[start Material]
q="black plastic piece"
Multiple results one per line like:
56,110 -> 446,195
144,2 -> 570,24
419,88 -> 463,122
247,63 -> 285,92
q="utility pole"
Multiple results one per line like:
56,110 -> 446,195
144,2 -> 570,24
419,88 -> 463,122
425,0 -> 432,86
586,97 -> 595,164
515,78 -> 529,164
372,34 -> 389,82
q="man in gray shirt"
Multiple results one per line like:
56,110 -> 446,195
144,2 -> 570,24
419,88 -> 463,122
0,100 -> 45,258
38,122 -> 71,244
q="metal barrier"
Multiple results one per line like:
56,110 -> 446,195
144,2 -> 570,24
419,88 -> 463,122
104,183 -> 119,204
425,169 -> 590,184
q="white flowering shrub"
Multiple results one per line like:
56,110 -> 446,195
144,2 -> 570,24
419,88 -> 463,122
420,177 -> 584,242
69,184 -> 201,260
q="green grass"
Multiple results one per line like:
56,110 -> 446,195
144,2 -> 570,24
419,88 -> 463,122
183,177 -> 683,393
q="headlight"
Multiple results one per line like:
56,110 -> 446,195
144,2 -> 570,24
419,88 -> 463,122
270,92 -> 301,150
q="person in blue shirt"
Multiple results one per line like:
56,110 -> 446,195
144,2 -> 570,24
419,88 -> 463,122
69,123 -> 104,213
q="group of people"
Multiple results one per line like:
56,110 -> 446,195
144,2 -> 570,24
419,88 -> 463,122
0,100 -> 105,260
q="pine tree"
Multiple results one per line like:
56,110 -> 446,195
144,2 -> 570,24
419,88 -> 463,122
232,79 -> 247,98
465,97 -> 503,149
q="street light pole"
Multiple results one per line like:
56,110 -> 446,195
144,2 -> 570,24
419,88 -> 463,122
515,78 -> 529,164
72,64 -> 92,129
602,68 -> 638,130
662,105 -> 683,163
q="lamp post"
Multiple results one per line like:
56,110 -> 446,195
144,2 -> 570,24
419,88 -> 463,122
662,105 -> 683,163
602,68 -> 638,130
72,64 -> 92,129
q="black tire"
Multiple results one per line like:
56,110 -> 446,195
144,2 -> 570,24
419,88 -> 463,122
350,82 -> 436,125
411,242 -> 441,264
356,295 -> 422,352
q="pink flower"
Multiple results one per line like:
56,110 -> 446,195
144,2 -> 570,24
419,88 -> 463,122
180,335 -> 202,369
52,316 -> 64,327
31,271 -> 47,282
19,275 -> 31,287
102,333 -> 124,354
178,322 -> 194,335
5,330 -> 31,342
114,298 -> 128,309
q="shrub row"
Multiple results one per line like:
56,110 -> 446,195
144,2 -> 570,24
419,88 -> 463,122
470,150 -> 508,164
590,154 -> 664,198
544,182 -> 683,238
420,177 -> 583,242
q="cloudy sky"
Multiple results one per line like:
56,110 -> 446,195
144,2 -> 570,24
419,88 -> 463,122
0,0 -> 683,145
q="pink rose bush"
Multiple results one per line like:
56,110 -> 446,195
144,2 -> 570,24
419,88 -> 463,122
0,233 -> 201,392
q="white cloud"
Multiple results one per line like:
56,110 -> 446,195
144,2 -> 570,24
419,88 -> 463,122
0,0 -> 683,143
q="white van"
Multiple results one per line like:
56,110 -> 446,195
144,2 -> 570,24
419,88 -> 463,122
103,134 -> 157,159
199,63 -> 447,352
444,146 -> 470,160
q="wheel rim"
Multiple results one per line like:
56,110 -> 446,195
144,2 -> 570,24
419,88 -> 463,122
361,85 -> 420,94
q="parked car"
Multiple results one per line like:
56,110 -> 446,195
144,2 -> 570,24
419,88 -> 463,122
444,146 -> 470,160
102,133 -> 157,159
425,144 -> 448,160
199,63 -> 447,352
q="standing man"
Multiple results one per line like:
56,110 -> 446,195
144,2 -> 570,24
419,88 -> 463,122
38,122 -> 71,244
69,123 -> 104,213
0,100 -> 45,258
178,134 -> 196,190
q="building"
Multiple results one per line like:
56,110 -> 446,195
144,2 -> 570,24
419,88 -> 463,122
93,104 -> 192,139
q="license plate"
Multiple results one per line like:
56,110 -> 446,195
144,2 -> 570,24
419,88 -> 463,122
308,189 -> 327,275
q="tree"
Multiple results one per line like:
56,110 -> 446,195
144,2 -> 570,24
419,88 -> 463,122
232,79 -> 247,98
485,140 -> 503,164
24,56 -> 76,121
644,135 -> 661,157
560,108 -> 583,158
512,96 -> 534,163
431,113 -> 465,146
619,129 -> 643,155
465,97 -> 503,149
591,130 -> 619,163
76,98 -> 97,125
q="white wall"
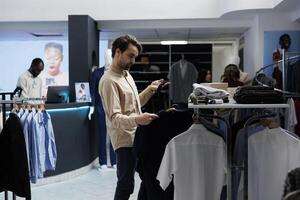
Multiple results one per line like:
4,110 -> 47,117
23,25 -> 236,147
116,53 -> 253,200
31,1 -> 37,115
0,0 -> 287,21
212,45 -> 234,82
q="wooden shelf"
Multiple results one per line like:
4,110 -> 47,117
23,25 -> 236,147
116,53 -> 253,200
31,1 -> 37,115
130,71 -> 169,74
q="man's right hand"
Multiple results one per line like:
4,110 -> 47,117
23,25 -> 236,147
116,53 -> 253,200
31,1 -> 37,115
88,106 -> 95,120
135,113 -> 158,125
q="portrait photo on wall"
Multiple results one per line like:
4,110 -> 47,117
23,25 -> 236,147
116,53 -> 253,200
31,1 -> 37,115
0,39 -> 69,92
264,31 -> 300,75
75,82 -> 91,102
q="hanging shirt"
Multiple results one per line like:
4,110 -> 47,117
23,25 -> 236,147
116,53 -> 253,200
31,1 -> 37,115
248,128 -> 300,200
0,108 -> 3,134
41,111 -> 57,170
157,124 -> 227,200
169,60 -> 198,103
134,110 -> 193,200
0,113 -> 31,199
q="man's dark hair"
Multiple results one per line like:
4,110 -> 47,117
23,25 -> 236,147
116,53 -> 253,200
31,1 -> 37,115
30,58 -> 44,68
44,42 -> 63,53
279,33 -> 292,48
111,35 -> 142,57
221,64 -> 240,82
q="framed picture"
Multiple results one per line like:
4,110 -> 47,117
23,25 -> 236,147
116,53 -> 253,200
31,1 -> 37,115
75,82 -> 91,102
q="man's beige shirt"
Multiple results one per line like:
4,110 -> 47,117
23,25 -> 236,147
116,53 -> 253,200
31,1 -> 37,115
98,67 -> 152,150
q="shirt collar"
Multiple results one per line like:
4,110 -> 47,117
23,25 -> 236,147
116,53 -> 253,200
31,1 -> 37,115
110,65 -> 128,77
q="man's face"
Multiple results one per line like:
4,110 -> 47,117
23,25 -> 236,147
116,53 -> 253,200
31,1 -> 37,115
30,62 -> 44,77
116,44 -> 139,70
45,47 -> 63,76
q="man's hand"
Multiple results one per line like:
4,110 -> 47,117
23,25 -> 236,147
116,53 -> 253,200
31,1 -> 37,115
148,79 -> 170,93
135,113 -> 158,125
88,106 -> 95,120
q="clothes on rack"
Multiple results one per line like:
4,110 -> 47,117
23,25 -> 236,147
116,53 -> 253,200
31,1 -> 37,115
134,110 -> 193,200
283,167 -> 300,198
19,108 -> 57,183
284,98 -> 298,132
157,124 -> 227,200
239,127 -> 300,200
0,108 -> 3,134
169,59 -> 198,103
285,60 -> 300,93
0,113 -> 31,199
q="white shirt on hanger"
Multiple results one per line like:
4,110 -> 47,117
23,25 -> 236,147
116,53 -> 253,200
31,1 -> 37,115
157,124 -> 227,200
248,128 -> 300,200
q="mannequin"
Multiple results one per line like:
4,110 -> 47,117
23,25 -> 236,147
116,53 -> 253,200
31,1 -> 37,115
88,49 -> 116,169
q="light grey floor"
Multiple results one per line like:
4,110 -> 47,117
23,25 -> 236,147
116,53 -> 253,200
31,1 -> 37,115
0,168 -> 140,200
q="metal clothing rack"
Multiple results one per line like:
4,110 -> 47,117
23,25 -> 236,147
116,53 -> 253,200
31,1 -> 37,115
243,113 -> 277,200
0,91 -> 46,200
188,101 -> 289,200
189,106 -> 232,199
0,92 -> 16,200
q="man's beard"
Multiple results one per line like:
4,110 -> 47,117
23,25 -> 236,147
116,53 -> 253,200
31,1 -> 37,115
120,62 -> 131,70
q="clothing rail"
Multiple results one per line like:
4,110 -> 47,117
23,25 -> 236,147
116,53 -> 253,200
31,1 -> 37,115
0,96 -> 16,200
189,106 -> 232,199
0,94 -> 37,200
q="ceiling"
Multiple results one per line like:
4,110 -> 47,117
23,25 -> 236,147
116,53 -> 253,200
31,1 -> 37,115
0,0 -> 299,42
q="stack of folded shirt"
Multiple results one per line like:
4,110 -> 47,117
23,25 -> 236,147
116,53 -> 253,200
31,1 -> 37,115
190,83 -> 229,103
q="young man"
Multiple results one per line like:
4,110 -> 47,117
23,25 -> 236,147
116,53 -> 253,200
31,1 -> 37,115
99,35 -> 162,200
41,42 -> 69,96
17,58 -> 44,98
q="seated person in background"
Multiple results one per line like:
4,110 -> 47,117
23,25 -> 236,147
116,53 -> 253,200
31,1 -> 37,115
221,64 -> 244,87
252,73 -> 276,87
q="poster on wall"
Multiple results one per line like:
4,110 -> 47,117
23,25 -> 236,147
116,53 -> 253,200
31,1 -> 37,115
75,82 -> 91,102
0,40 -> 69,96
264,31 -> 300,75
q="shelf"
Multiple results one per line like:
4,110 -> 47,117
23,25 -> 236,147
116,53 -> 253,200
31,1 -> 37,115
171,52 -> 212,55
130,71 -> 169,74
140,51 -> 169,56
134,62 -> 169,65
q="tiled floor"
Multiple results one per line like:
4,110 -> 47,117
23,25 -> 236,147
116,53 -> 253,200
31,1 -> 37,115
0,168 -> 140,200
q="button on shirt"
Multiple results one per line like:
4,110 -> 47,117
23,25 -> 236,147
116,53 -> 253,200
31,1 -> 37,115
157,124 -> 227,200
99,66 -> 152,150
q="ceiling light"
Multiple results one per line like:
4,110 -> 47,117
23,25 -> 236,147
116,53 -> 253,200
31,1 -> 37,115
30,32 -> 63,37
160,40 -> 187,45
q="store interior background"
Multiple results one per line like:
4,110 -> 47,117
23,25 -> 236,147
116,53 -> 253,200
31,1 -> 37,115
0,0 -> 300,90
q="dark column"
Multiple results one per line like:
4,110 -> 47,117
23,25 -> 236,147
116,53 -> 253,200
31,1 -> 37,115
68,15 -> 99,102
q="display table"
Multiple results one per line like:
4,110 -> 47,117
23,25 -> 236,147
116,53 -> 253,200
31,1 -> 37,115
45,103 -> 98,177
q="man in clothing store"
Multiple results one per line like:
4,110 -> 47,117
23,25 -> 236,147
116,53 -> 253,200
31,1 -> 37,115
17,58 -> 44,98
99,35 -> 162,200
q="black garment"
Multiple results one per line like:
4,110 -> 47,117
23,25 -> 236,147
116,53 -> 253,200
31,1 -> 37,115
272,67 -> 282,89
134,111 -> 193,200
0,113 -> 31,199
114,147 -> 136,200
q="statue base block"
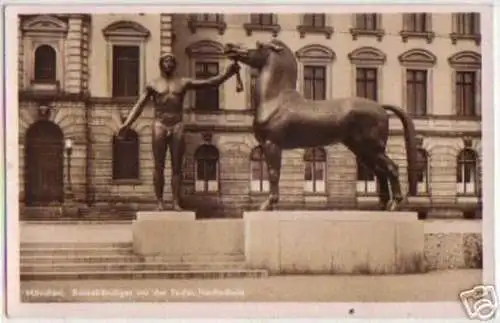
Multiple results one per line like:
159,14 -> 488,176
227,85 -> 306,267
132,211 -> 244,262
243,211 -> 425,275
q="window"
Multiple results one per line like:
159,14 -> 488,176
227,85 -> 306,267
113,129 -> 139,180
417,148 -> 430,194
304,148 -> 326,193
448,51 -> 481,117
250,13 -> 274,25
186,40 -> 225,111
356,67 -> 378,101
356,159 -> 377,194
455,13 -> 480,35
406,69 -> 427,116
356,13 -> 379,30
191,13 -> 222,22
113,45 -> 140,97
195,62 -> 219,111
457,148 -> 478,195
349,13 -> 384,41
405,13 -> 430,33
188,13 -> 227,35
400,13 -> 435,44
250,146 -> 269,192
304,14 -> 326,27
295,44 -> 335,100
243,13 -> 281,37
194,144 -> 219,192
248,68 -> 259,110
455,71 -> 476,116
304,65 -> 326,100
22,14 -> 68,92
348,46 -> 387,101
297,13 -> 333,39
35,45 -> 56,83
102,20 -> 150,97
398,48 -> 437,116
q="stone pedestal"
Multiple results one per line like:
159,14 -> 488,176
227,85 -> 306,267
132,211 -> 244,261
244,211 -> 425,274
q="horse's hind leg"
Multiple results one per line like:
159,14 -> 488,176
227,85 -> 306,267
357,153 -> 391,210
374,171 -> 391,210
375,153 -> 403,211
259,141 -> 282,211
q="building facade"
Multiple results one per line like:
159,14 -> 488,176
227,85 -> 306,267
18,13 -> 482,219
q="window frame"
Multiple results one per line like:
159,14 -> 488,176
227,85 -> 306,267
243,13 -> 281,37
102,20 -> 150,98
450,12 -> 482,46
355,157 -> 378,196
303,147 -> 328,195
111,44 -> 140,99
302,64 -> 328,101
193,144 -> 220,194
249,146 -> 270,194
187,13 -> 227,35
398,48 -> 437,118
448,51 -> 482,119
193,60 -> 221,112
348,46 -> 387,102
19,15 -> 69,92
184,40 -> 226,113
111,129 -> 141,184
349,12 -> 385,42
399,12 -> 436,44
295,44 -> 336,100
417,147 -> 431,196
297,13 -> 334,39
455,147 -> 480,197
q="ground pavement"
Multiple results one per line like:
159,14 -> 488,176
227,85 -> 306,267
21,270 -> 482,302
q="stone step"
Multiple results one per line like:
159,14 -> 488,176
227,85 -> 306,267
20,262 -> 246,274
21,254 -> 245,265
20,246 -> 133,257
21,269 -> 268,281
21,242 -> 132,250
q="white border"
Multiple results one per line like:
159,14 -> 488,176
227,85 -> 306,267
4,0 -> 500,322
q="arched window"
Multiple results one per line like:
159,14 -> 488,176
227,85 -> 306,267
417,148 -> 430,194
35,45 -> 56,82
194,144 -> 219,192
356,159 -> 377,194
304,148 -> 326,193
113,129 -> 139,180
250,146 -> 269,192
457,148 -> 477,195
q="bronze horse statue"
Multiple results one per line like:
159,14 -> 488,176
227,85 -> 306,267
224,39 -> 417,211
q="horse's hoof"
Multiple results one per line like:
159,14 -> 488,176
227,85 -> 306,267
387,200 -> 398,212
259,201 -> 271,211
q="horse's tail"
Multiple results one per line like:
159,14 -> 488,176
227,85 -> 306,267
382,104 -> 418,196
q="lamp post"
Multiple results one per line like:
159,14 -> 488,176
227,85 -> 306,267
64,138 -> 73,198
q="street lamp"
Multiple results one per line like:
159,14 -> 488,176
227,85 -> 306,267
64,138 -> 73,195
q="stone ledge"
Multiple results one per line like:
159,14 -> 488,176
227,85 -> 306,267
244,211 -> 425,274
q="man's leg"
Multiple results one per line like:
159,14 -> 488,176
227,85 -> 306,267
153,120 -> 168,211
170,122 -> 185,211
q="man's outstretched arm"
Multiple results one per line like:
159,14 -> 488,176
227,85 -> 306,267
122,85 -> 152,128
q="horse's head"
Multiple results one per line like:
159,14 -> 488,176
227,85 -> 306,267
224,39 -> 297,97
224,40 -> 288,69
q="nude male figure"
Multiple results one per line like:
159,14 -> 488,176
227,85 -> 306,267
118,54 -> 240,211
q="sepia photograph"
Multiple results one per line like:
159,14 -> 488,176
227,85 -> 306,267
5,5 -> 498,319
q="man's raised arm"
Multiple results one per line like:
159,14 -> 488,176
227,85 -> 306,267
185,63 -> 240,90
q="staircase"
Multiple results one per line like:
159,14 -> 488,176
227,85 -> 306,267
20,242 -> 267,281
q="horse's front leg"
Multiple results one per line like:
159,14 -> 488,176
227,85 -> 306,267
259,141 -> 281,211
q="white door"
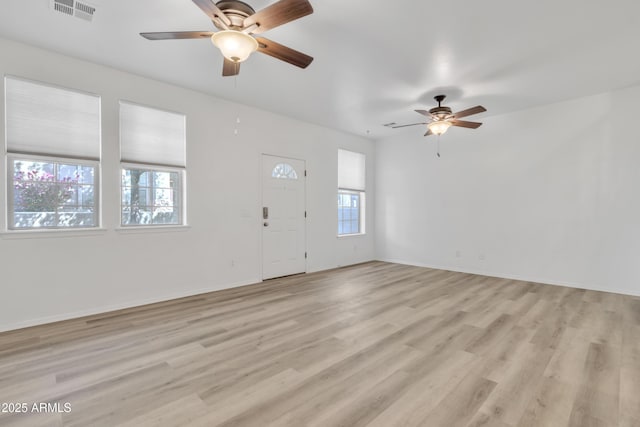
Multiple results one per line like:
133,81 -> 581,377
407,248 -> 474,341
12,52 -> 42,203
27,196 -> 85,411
261,154 -> 306,279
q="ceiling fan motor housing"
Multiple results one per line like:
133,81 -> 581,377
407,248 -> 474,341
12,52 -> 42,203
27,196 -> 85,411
213,0 -> 256,30
429,107 -> 453,120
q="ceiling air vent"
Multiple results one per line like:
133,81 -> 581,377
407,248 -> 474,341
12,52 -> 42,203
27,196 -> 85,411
[end Material]
## Work instructions
Pull out every line in the rows above that contains the string "statue". The match is case-sensitive.

## Task solution
q="statue base block"
q="bronze horse statue"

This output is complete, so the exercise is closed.